___ DATASET RECORDS
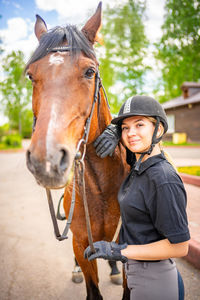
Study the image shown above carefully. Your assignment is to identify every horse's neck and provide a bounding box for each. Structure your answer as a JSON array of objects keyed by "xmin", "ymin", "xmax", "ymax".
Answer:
[{"xmin": 86, "ymin": 89, "xmax": 127, "ymax": 189}]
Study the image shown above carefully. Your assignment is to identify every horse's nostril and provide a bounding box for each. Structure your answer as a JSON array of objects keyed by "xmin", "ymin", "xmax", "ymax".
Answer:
[{"xmin": 60, "ymin": 149, "xmax": 69, "ymax": 172}]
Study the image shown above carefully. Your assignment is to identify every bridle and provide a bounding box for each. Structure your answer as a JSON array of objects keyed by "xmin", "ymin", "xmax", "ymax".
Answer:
[{"xmin": 33, "ymin": 46, "xmax": 104, "ymax": 252}]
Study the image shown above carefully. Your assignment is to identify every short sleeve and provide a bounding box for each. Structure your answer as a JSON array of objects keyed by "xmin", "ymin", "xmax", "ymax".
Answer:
[{"xmin": 149, "ymin": 182, "xmax": 190, "ymax": 243}]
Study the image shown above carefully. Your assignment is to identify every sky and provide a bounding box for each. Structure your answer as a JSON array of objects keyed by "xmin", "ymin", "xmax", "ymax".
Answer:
[{"xmin": 0, "ymin": 0, "xmax": 164, "ymax": 123}]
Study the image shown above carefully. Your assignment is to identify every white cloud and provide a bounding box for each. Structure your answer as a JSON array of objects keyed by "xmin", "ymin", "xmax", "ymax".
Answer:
[
  {"xmin": 0, "ymin": 18, "xmax": 37, "ymax": 60},
  {"xmin": 145, "ymin": 0, "xmax": 165, "ymax": 42},
  {"xmin": 0, "ymin": 18, "xmax": 28, "ymax": 43}
]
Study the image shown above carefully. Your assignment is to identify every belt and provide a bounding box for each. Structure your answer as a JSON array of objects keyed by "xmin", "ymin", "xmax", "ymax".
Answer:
[{"xmin": 136, "ymin": 260, "xmax": 161, "ymax": 262}]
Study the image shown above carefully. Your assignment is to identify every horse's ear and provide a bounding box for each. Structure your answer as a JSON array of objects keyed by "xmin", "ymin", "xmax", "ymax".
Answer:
[
  {"xmin": 81, "ymin": 2, "xmax": 102, "ymax": 44},
  {"xmin": 35, "ymin": 15, "xmax": 47, "ymax": 41}
]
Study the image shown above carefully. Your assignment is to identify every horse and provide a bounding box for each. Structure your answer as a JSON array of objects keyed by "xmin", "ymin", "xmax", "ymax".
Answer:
[{"xmin": 26, "ymin": 2, "xmax": 130, "ymax": 300}]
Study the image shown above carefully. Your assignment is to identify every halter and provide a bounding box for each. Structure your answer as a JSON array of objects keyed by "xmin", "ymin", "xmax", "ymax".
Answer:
[{"xmin": 33, "ymin": 46, "xmax": 103, "ymax": 252}]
______
Rewrite all the text lines in the data above, changing every "assignment" to "task" and keeping everything else the same. Leave out the pictures.

Study the image shown above carefully. Your task is to identify every horse's neck and provide a bounding box for each. Structure your answer as a JSON array of objects keyed by "xmin", "ymin", "xmax", "ymax".
Answer:
[{"xmin": 86, "ymin": 89, "xmax": 127, "ymax": 189}]
Study the image shown above carefully. Your task is to identify every horse's nostril and provide a bounding box for each. Structure your answer as a JSON array of objects keyed by "xmin", "ymin", "xmax", "ymax".
Answer:
[{"xmin": 60, "ymin": 149, "xmax": 69, "ymax": 172}]
Study the image shown above carefully. Your task is to identify every bridle and provide a bounding box for each. Structure your answer as a JSON array of objects keyed by "xmin", "ymin", "xmax", "ymax".
Answer:
[{"xmin": 33, "ymin": 46, "xmax": 104, "ymax": 252}]
Study the image shown above carefully. Your task is to identify every short sleeve and provide a bounding box for each. Structure your answer as a JSON array of objects keyed by "xmin", "ymin", "xmax", "ymax".
Answer:
[{"xmin": 149, "ymin": 182, "xmax": 190, "ymax": 243}]
Study the image shown above carefully. Your task is to identify every sky and provide a bounding box for each. Structure your answer as a JSON array of objects keyed by "xmin", "ymin", "xmax", "ymax".
Answer:
[{"xmin": 0, "ymin": 0, "xmax": 164, "ymax": 123}]
Study the image shown above carefully. Your task is to identify every white cloud and provide a bounding box for each. Structure your answer as a JSON array of objects keyed by "xmin", "ymin", "xmax", "ymax".
Answer:
[
  {"xmin": 0, "ymin": 18, "xmax": 37, "ymax": 60},
  {"xmin": 145, "ymin": 0, "xmax": 165, "ymax": 42},
  {"xmin": 0, "ymin": 18, "xmax": 28, "ymax": 43}
]
Study the image shown above carefully. Your task is to identify every belt and provide a bounding box for each. Structure your answer as a JSON array of objects keyed by "xmin", "ymin", "xmax", "ymax".
Answer:
[{"xmin": 136, "ymin": 260, "xmax": 161, "ymax": 262}]
Study the image shown above carefully. Your task is to identify every horse's ear and provide a bounding box for each. Structure your answer as a JSON array of objects keyed by "xmin", "ymin", "xmax", "ymax".
Answer:
[
  {"xmin": 81, "ymin": 2, "xmax": 102, "ymax": 44},
  {"xmin": 35, "ymin": 15, "xmax": 47, "ymax": 41}
]
Study the image shown above carefully. Your task is to identify every horse and provide a bounding box for each. Structure your answer as a JSON array of objects keyed by "xmin", "ymin", "xmax", "ymax".
Answer:
[{"xmin": 26, "ymin": 2, "xmax": 130, "ymax": 300}]
Study the image shown above carefully. Your task is to identify every halter and provide a bounding box for each. Structure your answer as a JSON array of objects keyed by "xmin", "ymin", "xmax", "ymax".
Answer:
[{"xmin": 33, "ymin": 46, "xmax": 103, "ymax": 252}]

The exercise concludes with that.